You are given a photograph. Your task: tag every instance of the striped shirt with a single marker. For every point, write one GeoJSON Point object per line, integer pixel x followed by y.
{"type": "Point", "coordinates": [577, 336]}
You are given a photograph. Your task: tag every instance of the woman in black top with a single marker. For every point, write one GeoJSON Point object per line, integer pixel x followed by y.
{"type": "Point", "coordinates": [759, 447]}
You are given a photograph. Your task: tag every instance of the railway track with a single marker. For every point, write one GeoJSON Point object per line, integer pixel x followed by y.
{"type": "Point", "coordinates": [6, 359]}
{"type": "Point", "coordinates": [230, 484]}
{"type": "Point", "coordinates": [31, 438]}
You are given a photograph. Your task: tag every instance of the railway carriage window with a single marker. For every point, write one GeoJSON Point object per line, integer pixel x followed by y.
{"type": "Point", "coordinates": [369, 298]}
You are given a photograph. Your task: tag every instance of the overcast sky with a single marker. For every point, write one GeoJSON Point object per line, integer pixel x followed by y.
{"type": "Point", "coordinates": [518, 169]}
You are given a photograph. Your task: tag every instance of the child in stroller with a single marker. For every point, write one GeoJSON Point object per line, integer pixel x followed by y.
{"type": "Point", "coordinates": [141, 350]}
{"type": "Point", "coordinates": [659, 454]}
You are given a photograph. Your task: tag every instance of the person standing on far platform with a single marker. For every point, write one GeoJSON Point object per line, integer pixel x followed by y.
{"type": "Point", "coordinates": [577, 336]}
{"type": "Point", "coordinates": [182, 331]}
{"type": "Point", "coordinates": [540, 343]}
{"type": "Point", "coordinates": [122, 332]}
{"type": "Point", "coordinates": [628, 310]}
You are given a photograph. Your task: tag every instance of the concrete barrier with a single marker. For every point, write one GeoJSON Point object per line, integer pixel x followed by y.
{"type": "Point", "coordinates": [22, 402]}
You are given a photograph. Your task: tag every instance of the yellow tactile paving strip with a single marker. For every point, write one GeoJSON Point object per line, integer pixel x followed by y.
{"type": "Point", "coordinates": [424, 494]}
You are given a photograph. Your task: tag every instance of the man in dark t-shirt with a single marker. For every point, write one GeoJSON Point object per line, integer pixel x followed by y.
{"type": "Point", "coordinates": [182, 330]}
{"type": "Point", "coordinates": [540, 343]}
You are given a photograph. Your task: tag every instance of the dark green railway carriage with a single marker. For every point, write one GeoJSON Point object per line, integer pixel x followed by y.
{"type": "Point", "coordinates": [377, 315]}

Written exercise: Convert every line of the rows above into a JSON array of strings, one string per line, leaving out blank lines.

Answer below:
[
  "You are given a photograph. Your task: tag every instance of the striped shirt with a single marker. For every point, write one GeoJSON Point object per line, integer pixel x followed by y.",
  "{\"type\": \"Point\", \"coordinates\": [577, 336]}",
  "You are given a photograph. Your task: tag every instance of the woman in black top with a single marker. For every point, write one GeoJSON Point object per line, integer pixel x followed by y.",
  "{\"type\": \"Point\", \"coordinates\": [759, 447]}",
  "You are given a photograph. Your task: tag every instance of the railway track with a single marker. For every point, write one GeoJSON Point object per line, integer pixel x followed by y.",
  "{\"type\": \"Point\", \"coordinates\": [6, 359]}",
  "{\"type\": \"Point\", \"coordinates\": [230, 484]}",
  "{\"type\": \"Point\", \"coordinates\": [31, 438]}",
  "You are given a photograph. Your task: tag every instance of the railway carriage window with a single marker. For every point, write one GeoJSON Point object per line, integer pixel x followed by y.",
  "{\"type\": \"Point\", \"coordinates\": [369, 298]}",
  "You are given a photograph. Your task: tag every instance of the overcast sky with a single marker. For every point, write one GeoJSON Point object per line, integer pixel x followed by y.",
  "{\"type\": \"Point\", \"coordinates\": [518, 169]}",
  "You are given a photograph. Your task: tag every instance of the child in stroller with a single marker. For every point, write one GeoJSON Point object per line, integer pixel x followed by y.",
  "{\"type\": \"Point\", \"coordinates\": [141, 350]}",
  "{\"type\": \"Point\", \"coordinates\": [659, 454]}",
  "You are given a photograph. Your task: tag every instance of the person standing on far platform with a single marker. For every point, write one GeoJSON Point object per line, integer pixel x followed by y.",
  "{\"type\": \"Point\", \"coordinates\": [577, 336]}",
  "{\"type\": \"Point\", \"coordinates\": [182, 331]}",
  "{\"type\": \"Point\", \"coordinates\": [540, 343]}",
  "{\"type\": \"Point\", \"coordinates\": [122, 332]}",
  "{\"type\": \"Point\", \"coordinates\": [628, 310]}",
  "You are given a photograph. Your task: tag every instance of the concrete barrier with a single marker. For every point, write one GeoJSON Point object per line, integer pixel x followed by y.",
  "{\"type\": \"Point\", \"coordinates\": [22, 402]}",
  "You are given a photograph. Your task: tag every instance of the yellow tactile paving strip with a single marker. For every point, write one GeoJSON Point object per line, integer pixel x followed by y.",
  "{\"type\": \"Point\", \"coordinates\": [424, 494]}",
  "You are given a photograph. Your task: tag every instance of the man in dark t-shirt with a single marker. For every point, write one GeoJSON Point object per line, integer pixel x followed by y.",
  "{\"type\": \"Point\", \"coordinates\": [182, 330]}",
  "{\"type\": \"Point\", \"coordinates\": [540, 343]}",
  "You are given a photograph. Your task: tag every instance of the dark green railway carriage with a single marker. For every point, write one GeoJSON Point object per line, integer pixel x followed by y.",
  "{\"type\": \"Point\", \"coordinates\": [377, 315]}"
]